[Exercise materials]
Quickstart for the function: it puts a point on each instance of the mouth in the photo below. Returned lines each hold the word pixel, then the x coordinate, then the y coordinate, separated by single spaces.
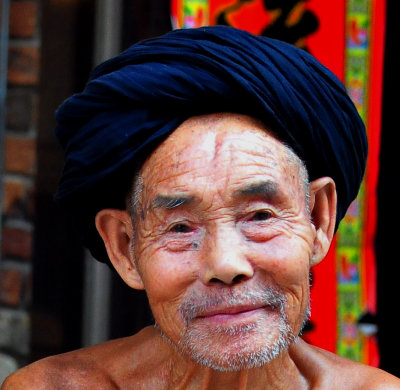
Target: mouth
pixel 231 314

---

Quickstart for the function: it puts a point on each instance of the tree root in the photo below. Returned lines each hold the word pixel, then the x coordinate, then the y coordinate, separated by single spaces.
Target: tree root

[Short exercise] Rewrite the lines of the records starting at the one that contains "of the tree" and ending at the one that contains "Target: tree root", replacing "single spaces" with "tab characters" and leaving everything else unchanged.

[Written response]
Quickstart for the function: it puts a point on each instance of the tree root in the photo below. Returned lines each hold the word pixel, then the x coordinate, then the y coordinate, separated by tab characters.
Target: tree root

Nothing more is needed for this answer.